--- Begin DATASET ENTRIES ---
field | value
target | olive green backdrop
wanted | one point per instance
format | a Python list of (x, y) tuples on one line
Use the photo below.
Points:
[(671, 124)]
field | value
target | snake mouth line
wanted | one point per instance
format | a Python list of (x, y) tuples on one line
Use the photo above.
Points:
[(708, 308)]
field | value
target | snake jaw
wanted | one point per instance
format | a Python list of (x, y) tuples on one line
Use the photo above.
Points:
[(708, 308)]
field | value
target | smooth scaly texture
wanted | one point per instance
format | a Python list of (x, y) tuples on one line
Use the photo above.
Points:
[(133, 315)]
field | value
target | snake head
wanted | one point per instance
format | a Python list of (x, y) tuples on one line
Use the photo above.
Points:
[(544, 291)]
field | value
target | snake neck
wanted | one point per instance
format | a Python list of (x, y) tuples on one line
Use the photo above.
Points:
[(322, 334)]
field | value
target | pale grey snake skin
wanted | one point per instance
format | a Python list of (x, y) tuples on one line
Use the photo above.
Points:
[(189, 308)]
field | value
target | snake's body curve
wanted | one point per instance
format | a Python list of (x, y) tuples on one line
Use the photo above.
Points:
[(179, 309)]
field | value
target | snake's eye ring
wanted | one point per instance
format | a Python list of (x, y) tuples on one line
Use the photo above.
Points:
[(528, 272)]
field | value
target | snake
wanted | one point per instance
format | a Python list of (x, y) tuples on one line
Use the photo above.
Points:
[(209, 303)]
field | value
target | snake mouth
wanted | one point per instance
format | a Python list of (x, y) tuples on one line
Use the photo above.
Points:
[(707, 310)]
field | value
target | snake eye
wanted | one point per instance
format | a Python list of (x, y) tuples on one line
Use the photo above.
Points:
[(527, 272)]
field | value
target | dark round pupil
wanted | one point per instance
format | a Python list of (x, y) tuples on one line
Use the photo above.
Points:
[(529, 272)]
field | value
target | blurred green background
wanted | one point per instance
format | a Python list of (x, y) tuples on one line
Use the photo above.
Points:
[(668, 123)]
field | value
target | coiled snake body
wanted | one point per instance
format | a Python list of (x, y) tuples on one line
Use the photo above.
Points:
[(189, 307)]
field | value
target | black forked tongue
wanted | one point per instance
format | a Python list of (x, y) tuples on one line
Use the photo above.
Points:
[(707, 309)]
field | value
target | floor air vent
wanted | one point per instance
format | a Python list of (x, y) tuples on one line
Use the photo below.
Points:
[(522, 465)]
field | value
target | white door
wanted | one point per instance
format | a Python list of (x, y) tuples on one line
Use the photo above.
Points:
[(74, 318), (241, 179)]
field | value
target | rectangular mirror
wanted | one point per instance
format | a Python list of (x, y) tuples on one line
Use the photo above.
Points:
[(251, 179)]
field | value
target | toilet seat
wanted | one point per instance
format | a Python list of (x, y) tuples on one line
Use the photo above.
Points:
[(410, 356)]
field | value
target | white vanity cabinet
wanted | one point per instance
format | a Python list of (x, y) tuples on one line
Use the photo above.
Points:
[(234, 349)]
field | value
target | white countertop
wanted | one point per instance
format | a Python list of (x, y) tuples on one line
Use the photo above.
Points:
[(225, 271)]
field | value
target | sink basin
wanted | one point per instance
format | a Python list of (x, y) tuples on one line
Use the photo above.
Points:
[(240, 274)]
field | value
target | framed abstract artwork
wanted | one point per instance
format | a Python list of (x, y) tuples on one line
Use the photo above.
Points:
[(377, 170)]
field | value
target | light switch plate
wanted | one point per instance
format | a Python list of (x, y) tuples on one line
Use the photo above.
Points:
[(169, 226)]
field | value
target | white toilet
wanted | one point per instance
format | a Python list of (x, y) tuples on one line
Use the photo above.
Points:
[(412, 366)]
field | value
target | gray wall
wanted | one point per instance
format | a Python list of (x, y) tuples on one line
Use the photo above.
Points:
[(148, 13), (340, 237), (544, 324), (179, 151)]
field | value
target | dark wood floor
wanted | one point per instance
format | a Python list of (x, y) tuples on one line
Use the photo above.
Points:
--- End DATASET ENTRIES ---
Write out all the entries exactly.

**EXERCISE OUTPUT**
field | value
target | olive green backdrop
wanted | one point per instance
format | a Python list of (x, y) tuples on one line
Use the photo below.
Points:
[(671, 124)]
field | value
target | snake mouth line
wanted | one point per instance
format | a Python list of (x, y) tuples on one line
Use the photo above.
Points:
[(708, 308)]
field | value
target | snake jaw
wanted | one point per instance
format | a Python list of (x, y) tuples on one line
Use the photo above.
Points:
[(708, 308)]
field | value
target | smooth scaly texture
wanted | one point per instance
format | a Python list of (x, y) tuples on one line
Use the photo above.
Points:
[(133, 315)]
field | value
target | snake head
wanted | one point per instance
format | a Python list of (x, y) tuples on one line
Use the photo above.
Points:
[(544, 291)]
field | value
target | snake neck
wanted | one point per instance
format | a Python list of (x, y) tuples on one line
Use the photo above.
Points:
[(322, 334)]
field | value
target | pale grey snake skin
wanted | one point per instance
format | a Python list of (x, y) tuples on one line
Use the photo above.
Points:
[(189, 308)]
field | value
target | snake's body curve
wanted | one point per instance
format | a Python list of (x, y) tuples on one line
Use the photo above.
Points:
[(179, 309)]
field | value
target | snake's eye ring
wanted | one point per instance
format | a Python list of (x, y) tuples on one line
Use the photo above.
Points:
[(528, 272)]
field | value
target | snake
wanted | one point per instance
format | a Python list of (x, y) tuples on one line
Use the photo above.
Points:
[(209, 303)]
field | value
target | snake mouth
wanted | one point per instance
format | a Python list of (x, y) tuples on one line
Use the photo above.
Points:
[(707, 310)]
field | value
target | snake eye
wanted | one point per instance
format | a Python list of (x, y) tuples on one line
Use the photo above.
Points:
[(527, 272)]
field | value
target | dark round pupil
wanted | one point per instance
format | a Python list of (x, y) tuples on one line
Use the photo above.
Points:
[(529, 272)]
field | value
target | blurred green background
wanted | one point per instance
format | a Python list of (x, y) tuples on one line
Use the photo above.
Points:
[(668, 123)]
field | value
target | coiled snake body
wanted | one point per instance
format | a Python list of (x, y) tuples on one line
Use the photo above.
Points:
[(189, 307)]
field | value
target | black forked tongue
wanted | one point per instance
format | a Python list of (x, y) tuples on one line
Use the photo above.
Points:
[(707, 309)]
field | value
target | floor air vent
wanted | one point per instance
format | a Python list of (x, y) tuples on one line
Use the photo below.
Points:
[(522, 465)]
field | value
target | white door
wanted | one point per instance
format | a Python list of (x, y) tuples on one line
Use the photo above.
Points:
[(74, 318), (241, 179)]
field | value
target | rectangular mirror
wanted | one point per instance
format | a Python list of (x, y) tuples on one line
Use the photo above.
Points:
[(251, 179)]
field | value
target | toilet seat
wanted | one point per instance
format | a Python list of (x, y) tuples on one line
Use the photo above.
Points:
[(410, 356)]
field | value
target | white vanity cabinet
wanted | one point per instance
format | a Python list of (x, y) tuples on one line
Use the photo above.
Points:
[(234, 349)]
field | value
target | white countertop
wanted | one point per instance
format | a Python list of (x, y) tuples on one line
Use the photo above.
Points:
[(225, 271)]
field | value
target | sink basin
wanted | one point per instance
format | a Python list of (x, y) tuples on one line
Use the photo above.
Points:
[(240, 274)]
field | value
target | framed abstract artwork
wanted | one point per instance
format | a Python list of (x, y) tuples on one line
Use the photo above.
Points:
[(377, 170)]
field | value
target | light switch plate
wanted | one point per instance
format | a Python list of (x, y) tuples on one line
Use the photo above.
Points:
[(169, 226)]
field | value
target | white toilet
wanted | one point per instance
format | a Python list of (x, y) tuples on one line
Use the photo above.
Points:
[(412, 366)]
field | value
target | gray wall
wanted | one point per instance
format | a Python list of (x, y) tuples on one line
Use the photo above.
Points:
[(148, 13), (340, 237), (544, 324), (179, 151)]
field | value
target | dark wood floor
wanted | one point per instance
format | a Python list of (x, y) tuples on one line
Use the photo above.
Points:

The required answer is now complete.